::: Records for this exercise

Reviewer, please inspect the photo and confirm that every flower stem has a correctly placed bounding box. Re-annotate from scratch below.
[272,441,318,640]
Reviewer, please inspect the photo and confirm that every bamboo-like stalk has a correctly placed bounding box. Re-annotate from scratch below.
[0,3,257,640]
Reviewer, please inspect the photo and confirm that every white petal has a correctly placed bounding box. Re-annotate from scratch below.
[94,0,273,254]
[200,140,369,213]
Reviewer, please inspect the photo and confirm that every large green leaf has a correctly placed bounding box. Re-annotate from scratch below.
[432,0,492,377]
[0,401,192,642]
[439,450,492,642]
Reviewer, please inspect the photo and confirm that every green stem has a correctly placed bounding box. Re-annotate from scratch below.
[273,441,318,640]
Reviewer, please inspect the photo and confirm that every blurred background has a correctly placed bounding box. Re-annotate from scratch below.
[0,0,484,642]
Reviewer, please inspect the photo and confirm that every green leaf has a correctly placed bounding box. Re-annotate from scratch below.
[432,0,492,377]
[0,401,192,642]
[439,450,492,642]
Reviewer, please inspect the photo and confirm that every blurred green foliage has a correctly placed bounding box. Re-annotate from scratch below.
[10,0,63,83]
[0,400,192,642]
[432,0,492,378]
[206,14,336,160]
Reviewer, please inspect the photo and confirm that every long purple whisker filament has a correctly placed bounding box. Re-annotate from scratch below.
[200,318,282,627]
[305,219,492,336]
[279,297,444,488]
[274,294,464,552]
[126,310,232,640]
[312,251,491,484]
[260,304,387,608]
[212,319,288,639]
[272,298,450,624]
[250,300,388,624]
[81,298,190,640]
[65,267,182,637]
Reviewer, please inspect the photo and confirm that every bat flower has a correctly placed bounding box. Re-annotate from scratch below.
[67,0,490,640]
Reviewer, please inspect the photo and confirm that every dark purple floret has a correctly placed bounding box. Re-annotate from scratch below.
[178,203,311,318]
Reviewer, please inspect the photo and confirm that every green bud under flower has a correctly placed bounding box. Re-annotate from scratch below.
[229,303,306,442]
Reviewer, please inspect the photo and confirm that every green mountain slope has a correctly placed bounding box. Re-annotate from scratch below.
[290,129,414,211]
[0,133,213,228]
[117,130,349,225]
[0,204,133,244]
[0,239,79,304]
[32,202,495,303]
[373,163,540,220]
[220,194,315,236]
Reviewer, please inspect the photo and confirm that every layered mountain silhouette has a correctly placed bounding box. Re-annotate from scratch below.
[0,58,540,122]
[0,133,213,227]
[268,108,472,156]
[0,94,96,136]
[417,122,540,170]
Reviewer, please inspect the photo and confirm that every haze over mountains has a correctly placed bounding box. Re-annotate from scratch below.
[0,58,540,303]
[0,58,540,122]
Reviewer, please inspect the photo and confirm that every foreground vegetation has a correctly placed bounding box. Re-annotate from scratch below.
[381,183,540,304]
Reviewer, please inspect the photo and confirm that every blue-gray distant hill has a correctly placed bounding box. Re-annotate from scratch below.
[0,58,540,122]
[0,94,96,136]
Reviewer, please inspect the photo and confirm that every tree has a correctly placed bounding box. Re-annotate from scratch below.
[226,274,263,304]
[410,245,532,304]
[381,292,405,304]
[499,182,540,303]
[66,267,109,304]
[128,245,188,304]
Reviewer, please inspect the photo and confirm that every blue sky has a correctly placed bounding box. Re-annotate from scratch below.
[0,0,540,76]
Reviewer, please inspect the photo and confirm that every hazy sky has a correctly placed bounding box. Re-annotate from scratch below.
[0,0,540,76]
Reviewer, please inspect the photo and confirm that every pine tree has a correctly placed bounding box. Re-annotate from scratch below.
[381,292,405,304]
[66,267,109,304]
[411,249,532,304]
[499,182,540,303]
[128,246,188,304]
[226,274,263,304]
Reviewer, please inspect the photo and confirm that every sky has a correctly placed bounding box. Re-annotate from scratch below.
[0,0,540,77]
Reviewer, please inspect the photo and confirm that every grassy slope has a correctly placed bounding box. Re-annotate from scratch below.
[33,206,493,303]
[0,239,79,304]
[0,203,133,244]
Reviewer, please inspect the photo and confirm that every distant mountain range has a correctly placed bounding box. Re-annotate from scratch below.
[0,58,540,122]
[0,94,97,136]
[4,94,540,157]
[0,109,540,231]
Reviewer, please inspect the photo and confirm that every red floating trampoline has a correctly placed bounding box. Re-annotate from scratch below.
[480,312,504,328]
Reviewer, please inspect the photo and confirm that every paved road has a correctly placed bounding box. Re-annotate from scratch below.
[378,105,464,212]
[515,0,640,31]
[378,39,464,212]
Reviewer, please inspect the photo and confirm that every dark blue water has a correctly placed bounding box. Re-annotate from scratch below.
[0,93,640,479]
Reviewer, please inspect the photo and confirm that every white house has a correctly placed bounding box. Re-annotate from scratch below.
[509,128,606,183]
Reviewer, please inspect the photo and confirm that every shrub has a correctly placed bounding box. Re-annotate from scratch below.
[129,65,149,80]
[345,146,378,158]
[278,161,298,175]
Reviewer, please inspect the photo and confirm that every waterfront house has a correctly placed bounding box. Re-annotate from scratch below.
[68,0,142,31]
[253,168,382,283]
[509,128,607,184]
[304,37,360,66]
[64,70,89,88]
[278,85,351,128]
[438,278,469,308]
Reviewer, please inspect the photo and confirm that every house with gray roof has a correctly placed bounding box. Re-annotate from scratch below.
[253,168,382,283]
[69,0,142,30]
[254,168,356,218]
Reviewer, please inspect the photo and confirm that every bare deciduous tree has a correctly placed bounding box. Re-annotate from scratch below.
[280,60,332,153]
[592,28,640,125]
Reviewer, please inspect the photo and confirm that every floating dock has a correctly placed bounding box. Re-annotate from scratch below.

::::::

Edit the records above so that each "Reviewer" becomes "Annotator". Keep every other word and line unchanged.

# Task solution:
Annotator, please inspect the photo and confirm that every flower stem has a correctly placed bounding box. Re-annotate from scratch below.
[272,441,318,640]
Annotator, please inspect the photo and confirm that every bamboo-like stalk has a correctly placed bounding box. Re-annotate from scratch below.
[0,3,257,640]
Annotator, please inspect the photo and confirm that every white petal has a correctly placed bounding box. Re-annotate from scratch below.
[94,0,273,254]
[200,140,369,213]
Annotator, please inspect the photo and confirm that every large green leaf has a correctly placed bounding box. Re-annotate from scratch below.
[432,0,492,377]
[0,401,192,642]
[439,450,492,642]
Annotator, please inspect the photo and confirm that every green stem has a correctly placed bounding box. Re-annotate from scratch below.
[273,441,318,640]
Annotator, please inspect the photo and confirm that every blurred background has a correctly placed bounding box. Re-annotate from scratch below.
[0,0,484,642]
Annotator, please inspect the photo and confirm that every green leaf has a correctly placed bounding box. Re-annotate from scratch below.
[432,0,492,377]
[0,401,192,642]
[439,450,492,642]
Annotator, please inspect the photo and confirm that every blurred green foliage has a correctly placed bounding box. Re-annotate from scratch below.
[10,0,63,83]
[0,400,192,642]
[432,0,492,378]
[206,14,336,160]
Annotator, please inspect the photo and confirm that every long purple whisker filament has a correctly placed bounding box. Re-annotate from scratch below.
[200,318,282,627]
[305,219,492,336]
[279,297,444,488]
[274,294,464,552]
[126,310,232,640]
[312,251,491,484]
[260,304,387,608]
[212,319,288,639]
[272,298,450,624]
[250,300,388,624]
[81,298,190,640]
[65,267,182,637]
Annotator, please inspect the photo and confirm that every bat flower has a correctly placed bounding box. Re-annotate from scratch below.
[67,0,490,640]
Annotator, please inspect the photo and confirm that every dark purple floret has a correctly placed bounding box. Re-annotate from scratch below.
[178,203,311,318]
Annotator, please inspect the photo and confirm that every green bud under flower has a correctly placed bounding box. Re-annotate from scratch below.
[229,303,306,442]
Annotator, please inspect the photo and confirm that every green mountain slope has a correctly placed bounding box. Re-annotate from scratch below.
[290,129,414,211]
[0,133,213,228]
[117,130,349,225]
[0,204,133,244]
[0,239,79,304]
[32,202,495,303]
[373,163,540,220]
[220,194,315,236]
Annotator, please inspect the photo and confirm that every layered mountain silhouette has a correctly placed bounding box. Re-annotate from scratch below.
[0,58,540,122]
[0,133,213,227]
[268,108,472,156]
[0,94,96,136]
[417,122,540,170]
Annotator, please inspect the photo and confirm that every haze over mountains has a correctly placed bounding box. Re-annotate from scratch below.
[0,58,540,303]
[0,58,540,122]
Annotator, please inspect the photo and confirm that every foreground vegetation has a correctly placed bounding box. Re-annotate from scratch below.
[381,183,540,304]
Annotator, please inspect the photo and confirm that every blue-gray distant hill has a correctly placed bounding box. Re-annotate from scratch below.
[0,58,540,122]
[0,94,96,136]
Annotator, please inspect the photo and confirm that every tree has a correctly placed bounding box. Re-annotate from scratch below.
[226,274,263,304]
[410,245,532,304]
[381,292,405,304]
[499,182,540,303]
[66,267,109,304]
[128,245,188,304]
Annotator, please inspect the photo and confirm that every blue sky has a correctly placed bounding box. Re-annotate from scratch below.
[0,0,540,76]
Annotator, please inspect the photo and confirm that every hazy sky has a correctly placed bounding box. Re-annotate from scratch below.
[0,0,540,76]
Annotator, please inspect the photo and confirm that every pine tree has a correctly placed bounding box. Re-annotate from scratch below.
[381,292,405,304]
[66,267,109,304]
[411,249,532,304]
[499,182,540,303]
[128,246,188,304]
[226,274,263,304]
Annotator, please inspect the photo and confirm that every sky has a correctly placed bounding box. Re-annotate from scratch below.
[0,0,540,77]
Annotator, please inspect the photo and confirm that every grassy slope has a correctly placed bounding box. Re-annotate from scratch below.
[33,206,493,303]
[0,239,79,304]
[0,203,133,244]
Annotator, please inspect the photo and confirm that every distant mountain range has a correctly placed bounding box. Re-annotate from scratch below.
[0,58,540,122]
[0,94,97,136]
[4,94,540,157]
[0,109,540,231]
Annotator, please inspect the photo and confirm that every red floating trampoline has a correctly placed bounding box. Re-annotate from scratch below.
[480,312,504,328]
Annotator, please inspect the photo and confirm that every paved road has a correctly placed bounding box. Re-annotate from scratch below.
[378,105,464,212]
[515,0,640,31]
[378,39,464,212]
Annotator, please inspect the photo and confirm that every dark blue water has a correctly placed bounding box. Re-annotate from scratch below.
[0,93,640,479]
Annotator, please inspect the photo and confirm that every white house has a correctly placed bounding box. Re-annotate from scratch below.
[509,128,606,183]
Annotator, please inspect the photo and confirm that every shrub has a correctly placed bounding box. Re-annotate from scratch below.
[129,65,149,80]
[345,146,378,158]
[278,161,298,175]
Annotator, please inspect the photo and confirm that every waterfront house has a correctly placed bounding box. Re-annotate from scratch below.
[68,0,142,31]
[253,168,382,283]
[509,128,607,184]
[304,37,360,66]
[64,70,89,88]
[278,85,351,128]
[438,278,469,308]
Annotator, please inspect the photo and confirm that every house with gray roof has a correctly placed bounding box. Re-annotate from scratch below.
[253,168,382,283]
[69,0,142,30]
[254,168,356,218]
Annotator, please inspect the photo and confirm that every bare deciduous tree has a correctly placed bounding box. Re-annotate from scratch below.
[280,60,332,153]
[592,28,640,125]
Annotator, please inspect the photo and confirm that every floating dock has a correctly placed bounding box. Re-annotate from scratch below.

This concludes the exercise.